*TASK INSTRUCTIONS*: Search the data below for the string "white" and copy all lines where it shows up.

*EXERCISE MATERIALS*:
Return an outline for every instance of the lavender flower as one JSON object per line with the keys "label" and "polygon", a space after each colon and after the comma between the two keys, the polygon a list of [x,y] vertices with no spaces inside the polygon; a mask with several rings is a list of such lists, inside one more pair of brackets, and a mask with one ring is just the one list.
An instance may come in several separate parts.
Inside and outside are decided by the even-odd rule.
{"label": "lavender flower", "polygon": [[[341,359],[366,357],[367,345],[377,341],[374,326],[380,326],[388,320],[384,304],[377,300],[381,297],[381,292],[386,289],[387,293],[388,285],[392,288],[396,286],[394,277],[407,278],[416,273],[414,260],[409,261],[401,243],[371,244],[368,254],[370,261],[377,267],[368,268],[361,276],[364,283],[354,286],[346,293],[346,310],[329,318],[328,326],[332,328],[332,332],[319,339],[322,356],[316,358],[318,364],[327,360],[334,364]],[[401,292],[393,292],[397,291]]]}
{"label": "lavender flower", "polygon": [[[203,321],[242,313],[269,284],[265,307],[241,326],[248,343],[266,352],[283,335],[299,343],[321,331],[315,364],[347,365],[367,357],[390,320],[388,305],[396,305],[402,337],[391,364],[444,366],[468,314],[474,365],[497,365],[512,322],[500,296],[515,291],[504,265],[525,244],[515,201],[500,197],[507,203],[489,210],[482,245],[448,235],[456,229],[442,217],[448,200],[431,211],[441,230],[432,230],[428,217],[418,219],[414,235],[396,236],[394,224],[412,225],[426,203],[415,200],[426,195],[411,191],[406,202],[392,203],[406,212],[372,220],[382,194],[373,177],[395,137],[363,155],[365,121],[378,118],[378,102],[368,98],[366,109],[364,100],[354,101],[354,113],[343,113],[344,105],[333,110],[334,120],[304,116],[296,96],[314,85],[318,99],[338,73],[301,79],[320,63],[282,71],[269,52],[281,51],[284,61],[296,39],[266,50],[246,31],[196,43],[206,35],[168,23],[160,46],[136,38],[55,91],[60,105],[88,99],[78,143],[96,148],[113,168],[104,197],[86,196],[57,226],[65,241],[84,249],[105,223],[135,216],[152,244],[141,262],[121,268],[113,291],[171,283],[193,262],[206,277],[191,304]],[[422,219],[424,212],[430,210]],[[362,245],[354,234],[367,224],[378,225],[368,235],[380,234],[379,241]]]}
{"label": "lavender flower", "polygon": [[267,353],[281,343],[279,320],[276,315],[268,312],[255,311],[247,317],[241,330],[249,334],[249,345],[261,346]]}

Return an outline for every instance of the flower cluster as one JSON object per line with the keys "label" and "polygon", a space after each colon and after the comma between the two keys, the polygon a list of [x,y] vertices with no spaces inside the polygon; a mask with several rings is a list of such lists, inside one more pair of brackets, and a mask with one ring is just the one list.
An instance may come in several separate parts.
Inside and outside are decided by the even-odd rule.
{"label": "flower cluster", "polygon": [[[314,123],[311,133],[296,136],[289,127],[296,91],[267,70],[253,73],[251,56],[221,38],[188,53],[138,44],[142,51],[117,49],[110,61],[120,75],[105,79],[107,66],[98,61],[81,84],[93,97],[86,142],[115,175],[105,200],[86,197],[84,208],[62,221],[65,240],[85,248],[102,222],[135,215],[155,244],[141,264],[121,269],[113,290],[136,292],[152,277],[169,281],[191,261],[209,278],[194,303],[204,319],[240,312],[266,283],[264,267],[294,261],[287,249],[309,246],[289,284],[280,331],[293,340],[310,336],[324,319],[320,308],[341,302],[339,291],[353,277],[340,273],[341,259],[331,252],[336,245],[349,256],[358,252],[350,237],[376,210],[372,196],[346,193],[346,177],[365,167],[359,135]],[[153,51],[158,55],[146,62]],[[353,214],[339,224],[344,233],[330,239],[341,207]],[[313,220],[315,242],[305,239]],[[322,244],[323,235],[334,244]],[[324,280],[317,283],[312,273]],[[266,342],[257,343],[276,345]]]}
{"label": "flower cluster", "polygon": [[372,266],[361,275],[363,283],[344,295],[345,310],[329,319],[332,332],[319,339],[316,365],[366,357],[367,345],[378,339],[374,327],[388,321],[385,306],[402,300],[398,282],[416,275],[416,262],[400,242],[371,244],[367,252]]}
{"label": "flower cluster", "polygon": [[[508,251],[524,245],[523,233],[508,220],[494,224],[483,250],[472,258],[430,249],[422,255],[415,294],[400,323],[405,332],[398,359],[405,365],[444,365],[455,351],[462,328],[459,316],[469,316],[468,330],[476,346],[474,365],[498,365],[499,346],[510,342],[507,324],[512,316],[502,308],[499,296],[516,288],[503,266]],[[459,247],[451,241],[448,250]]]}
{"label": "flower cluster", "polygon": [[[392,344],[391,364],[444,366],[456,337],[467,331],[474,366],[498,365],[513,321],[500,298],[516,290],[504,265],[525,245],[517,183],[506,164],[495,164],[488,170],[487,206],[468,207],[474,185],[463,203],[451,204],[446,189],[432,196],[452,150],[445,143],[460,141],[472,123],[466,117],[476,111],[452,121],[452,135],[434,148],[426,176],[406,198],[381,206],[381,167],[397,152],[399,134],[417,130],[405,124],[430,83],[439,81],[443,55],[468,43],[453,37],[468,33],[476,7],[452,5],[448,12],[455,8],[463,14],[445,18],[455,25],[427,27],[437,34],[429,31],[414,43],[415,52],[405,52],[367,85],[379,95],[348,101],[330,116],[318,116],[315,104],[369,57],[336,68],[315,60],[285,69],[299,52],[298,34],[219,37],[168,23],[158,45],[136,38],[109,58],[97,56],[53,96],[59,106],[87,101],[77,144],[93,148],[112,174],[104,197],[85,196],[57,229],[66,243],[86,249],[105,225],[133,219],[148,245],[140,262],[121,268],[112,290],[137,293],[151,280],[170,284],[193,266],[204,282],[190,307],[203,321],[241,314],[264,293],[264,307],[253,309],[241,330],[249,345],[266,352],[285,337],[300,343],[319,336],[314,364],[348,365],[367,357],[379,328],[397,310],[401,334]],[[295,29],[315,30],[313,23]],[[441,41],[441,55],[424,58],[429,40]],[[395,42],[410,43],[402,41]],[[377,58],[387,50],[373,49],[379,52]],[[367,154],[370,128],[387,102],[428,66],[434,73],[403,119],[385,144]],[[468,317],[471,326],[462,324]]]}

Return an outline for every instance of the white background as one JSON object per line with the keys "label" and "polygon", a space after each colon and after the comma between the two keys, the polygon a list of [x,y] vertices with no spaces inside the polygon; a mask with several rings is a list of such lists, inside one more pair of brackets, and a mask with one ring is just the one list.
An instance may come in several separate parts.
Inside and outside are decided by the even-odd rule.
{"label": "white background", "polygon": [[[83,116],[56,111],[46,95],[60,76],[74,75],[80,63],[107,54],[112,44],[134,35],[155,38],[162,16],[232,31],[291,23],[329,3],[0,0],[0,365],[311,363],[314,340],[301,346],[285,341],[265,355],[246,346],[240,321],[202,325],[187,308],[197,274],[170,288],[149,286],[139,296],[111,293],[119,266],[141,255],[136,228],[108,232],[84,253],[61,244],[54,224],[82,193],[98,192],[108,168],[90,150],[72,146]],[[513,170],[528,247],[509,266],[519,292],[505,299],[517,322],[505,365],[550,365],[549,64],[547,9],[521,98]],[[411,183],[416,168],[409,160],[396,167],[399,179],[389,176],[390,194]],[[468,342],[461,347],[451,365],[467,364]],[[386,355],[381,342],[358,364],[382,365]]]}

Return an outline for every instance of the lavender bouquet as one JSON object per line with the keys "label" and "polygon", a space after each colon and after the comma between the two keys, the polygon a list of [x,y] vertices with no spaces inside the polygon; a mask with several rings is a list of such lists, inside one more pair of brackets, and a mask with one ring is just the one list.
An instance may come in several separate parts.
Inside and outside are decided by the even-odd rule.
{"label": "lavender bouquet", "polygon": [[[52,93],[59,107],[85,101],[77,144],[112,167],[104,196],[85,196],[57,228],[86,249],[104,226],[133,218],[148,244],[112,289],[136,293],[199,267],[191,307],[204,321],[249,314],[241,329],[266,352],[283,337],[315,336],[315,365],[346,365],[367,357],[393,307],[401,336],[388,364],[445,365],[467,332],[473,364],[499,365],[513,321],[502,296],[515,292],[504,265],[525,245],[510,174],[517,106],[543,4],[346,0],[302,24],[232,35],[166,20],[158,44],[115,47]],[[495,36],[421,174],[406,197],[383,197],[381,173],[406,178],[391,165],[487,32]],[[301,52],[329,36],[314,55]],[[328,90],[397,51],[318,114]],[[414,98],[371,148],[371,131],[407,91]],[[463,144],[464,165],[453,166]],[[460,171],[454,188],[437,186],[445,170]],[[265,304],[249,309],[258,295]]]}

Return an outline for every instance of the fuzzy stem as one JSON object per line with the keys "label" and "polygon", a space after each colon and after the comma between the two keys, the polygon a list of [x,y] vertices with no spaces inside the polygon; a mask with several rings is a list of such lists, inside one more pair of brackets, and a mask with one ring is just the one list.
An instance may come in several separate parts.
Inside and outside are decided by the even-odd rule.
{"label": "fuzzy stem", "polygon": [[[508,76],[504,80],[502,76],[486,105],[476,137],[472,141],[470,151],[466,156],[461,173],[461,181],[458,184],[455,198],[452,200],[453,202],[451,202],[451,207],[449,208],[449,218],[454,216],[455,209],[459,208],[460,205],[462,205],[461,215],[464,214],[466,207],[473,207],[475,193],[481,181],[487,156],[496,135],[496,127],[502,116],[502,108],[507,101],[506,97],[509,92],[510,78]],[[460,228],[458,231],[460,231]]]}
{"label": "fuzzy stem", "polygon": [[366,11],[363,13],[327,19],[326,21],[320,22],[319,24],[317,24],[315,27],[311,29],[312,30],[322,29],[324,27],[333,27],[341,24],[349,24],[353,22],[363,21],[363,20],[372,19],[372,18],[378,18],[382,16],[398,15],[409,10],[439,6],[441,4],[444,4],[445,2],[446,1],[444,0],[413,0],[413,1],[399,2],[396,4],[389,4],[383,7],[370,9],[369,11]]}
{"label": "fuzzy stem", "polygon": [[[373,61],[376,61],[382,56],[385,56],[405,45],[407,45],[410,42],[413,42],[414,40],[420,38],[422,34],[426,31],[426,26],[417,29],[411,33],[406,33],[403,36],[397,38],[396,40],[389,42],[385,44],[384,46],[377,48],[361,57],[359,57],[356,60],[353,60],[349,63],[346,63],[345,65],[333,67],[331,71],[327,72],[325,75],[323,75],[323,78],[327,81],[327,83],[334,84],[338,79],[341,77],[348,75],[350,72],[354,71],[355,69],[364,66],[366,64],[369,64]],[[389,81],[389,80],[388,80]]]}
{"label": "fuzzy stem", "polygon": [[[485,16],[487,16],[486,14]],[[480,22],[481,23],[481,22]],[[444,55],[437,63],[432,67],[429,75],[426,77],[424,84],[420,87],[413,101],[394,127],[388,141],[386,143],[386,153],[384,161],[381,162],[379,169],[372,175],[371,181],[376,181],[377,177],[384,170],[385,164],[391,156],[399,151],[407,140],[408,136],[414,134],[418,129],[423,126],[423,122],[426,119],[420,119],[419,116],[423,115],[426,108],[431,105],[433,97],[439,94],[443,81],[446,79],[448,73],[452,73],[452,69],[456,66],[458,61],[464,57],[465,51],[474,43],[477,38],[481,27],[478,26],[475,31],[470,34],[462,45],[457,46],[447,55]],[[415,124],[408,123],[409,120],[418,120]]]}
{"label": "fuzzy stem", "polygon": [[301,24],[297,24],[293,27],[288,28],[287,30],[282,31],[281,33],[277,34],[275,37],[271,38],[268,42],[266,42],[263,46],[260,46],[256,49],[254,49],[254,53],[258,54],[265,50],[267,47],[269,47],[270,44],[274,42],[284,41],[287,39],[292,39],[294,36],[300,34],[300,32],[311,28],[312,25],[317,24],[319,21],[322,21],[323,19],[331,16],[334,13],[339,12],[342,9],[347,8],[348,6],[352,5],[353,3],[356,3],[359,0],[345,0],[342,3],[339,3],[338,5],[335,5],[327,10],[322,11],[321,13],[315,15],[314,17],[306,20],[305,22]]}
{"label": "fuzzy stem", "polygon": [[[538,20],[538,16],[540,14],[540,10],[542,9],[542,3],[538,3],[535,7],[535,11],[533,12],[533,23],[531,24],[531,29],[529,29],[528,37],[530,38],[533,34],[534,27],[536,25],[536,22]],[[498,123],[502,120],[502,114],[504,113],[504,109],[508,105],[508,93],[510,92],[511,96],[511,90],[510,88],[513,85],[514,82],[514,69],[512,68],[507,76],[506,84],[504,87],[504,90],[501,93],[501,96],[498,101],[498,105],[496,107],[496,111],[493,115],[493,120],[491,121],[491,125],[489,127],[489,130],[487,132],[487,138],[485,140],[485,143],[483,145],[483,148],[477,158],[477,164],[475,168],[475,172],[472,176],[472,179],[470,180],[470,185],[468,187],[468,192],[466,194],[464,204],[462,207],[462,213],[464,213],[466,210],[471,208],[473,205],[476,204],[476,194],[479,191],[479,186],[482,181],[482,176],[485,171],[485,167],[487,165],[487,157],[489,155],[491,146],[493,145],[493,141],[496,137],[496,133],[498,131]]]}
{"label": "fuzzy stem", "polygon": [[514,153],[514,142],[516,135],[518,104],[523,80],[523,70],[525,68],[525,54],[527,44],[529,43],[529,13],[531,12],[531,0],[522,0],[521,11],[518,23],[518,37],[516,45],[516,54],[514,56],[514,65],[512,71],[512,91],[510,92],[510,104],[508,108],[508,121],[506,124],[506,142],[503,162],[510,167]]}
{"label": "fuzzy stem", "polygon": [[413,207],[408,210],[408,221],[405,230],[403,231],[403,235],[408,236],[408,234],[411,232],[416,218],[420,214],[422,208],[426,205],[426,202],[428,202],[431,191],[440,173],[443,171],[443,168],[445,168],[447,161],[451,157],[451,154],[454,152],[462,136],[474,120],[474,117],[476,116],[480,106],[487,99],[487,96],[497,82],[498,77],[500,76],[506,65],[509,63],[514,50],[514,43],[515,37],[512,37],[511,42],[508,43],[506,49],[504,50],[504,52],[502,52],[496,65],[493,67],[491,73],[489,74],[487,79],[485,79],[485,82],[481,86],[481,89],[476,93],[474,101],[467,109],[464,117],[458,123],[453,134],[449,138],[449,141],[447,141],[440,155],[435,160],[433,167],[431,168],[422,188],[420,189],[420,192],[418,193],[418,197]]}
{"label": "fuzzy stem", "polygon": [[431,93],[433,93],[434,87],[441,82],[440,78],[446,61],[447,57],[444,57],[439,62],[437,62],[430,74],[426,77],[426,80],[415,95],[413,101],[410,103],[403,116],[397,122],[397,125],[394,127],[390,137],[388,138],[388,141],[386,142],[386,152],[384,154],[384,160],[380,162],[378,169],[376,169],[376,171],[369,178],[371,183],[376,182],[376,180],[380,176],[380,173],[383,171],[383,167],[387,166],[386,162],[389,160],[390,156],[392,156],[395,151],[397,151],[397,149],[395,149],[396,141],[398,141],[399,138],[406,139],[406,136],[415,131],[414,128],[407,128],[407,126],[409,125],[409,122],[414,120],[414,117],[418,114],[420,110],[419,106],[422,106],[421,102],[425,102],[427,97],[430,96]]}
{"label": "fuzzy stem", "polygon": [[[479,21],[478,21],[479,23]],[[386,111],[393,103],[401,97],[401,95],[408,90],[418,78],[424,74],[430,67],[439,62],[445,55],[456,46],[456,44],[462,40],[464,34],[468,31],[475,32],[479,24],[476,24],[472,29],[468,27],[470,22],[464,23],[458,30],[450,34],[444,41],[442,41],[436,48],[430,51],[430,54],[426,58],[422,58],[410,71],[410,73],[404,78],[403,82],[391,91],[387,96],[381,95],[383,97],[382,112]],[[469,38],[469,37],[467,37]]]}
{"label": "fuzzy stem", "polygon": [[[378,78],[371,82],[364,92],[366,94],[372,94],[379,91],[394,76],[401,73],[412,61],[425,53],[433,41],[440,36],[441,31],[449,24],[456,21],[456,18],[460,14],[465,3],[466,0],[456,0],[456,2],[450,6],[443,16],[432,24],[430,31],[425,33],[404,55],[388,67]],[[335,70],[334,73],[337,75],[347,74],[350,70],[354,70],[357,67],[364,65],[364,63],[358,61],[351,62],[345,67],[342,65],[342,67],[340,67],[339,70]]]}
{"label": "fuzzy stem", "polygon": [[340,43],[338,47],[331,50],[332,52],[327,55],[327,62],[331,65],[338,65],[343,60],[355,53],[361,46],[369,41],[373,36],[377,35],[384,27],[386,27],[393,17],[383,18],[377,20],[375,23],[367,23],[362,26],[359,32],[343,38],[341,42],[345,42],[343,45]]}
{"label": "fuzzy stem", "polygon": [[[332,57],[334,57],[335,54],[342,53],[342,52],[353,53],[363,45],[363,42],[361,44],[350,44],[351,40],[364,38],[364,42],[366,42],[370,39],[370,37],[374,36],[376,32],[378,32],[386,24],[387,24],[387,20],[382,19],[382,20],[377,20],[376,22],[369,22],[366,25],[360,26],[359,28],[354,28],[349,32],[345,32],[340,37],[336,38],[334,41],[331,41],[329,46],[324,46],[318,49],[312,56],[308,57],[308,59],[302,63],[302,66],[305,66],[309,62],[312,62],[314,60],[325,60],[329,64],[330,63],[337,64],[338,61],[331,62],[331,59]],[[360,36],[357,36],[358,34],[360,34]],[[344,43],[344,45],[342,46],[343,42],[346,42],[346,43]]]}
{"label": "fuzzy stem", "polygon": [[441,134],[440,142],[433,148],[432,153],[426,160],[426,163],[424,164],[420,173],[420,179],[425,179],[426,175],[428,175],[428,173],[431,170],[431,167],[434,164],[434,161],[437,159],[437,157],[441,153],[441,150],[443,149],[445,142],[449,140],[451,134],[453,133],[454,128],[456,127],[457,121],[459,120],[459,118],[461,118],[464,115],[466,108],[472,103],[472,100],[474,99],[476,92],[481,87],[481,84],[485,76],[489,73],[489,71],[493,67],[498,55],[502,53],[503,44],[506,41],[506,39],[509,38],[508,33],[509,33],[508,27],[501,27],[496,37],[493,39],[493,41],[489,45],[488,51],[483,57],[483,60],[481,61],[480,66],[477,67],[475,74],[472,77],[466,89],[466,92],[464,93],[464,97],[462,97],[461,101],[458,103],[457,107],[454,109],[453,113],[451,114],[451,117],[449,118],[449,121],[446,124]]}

*RESULT*:
Return an outline for every instance of the white background as one JSON object per line with the keys "label" and "polygon", a space after each colon and after the comma between the two keys, the polygon a list of [x,y] vertices with no spaces inside the polygon; a mask with several rings is a list of such lists, inside one more pair of brackets, and a mask with one ring is just the one list.
{"label": "white background", "polygon": [[[83,116],[56,111],[46,95],[60,76],[74,75],[80,63],[107,54],[112,44],[134,35],[155,38],[162,16],[232,31],[291,23],[329,3],[0,0],[0,365],[311,363],[314,340],[301,346],[285,341],[265,355],[246,346],[240,321],[202,325],[187,308],[197,274],[170,288],[149,286],[139,296],[111,293],[119,266],[141,255],[136,228],[108,232],[84,253],[61,244],[54,224],[82,193],[98,192],[108,168],[90,150],[72,146]],[[513,170],[528,247],[509,266],[519,292],[505,299],[517,322],[505,365],[550,365],[549,64],[547,9],[521,98]],[[411,183],[416,168],[409,160],[396,167],[399,179],[389,176],[390,194]],[[468,342],[461,347],[451,365],[467,364]],[[386,355],[381,342],[358,364],[382,365]]]}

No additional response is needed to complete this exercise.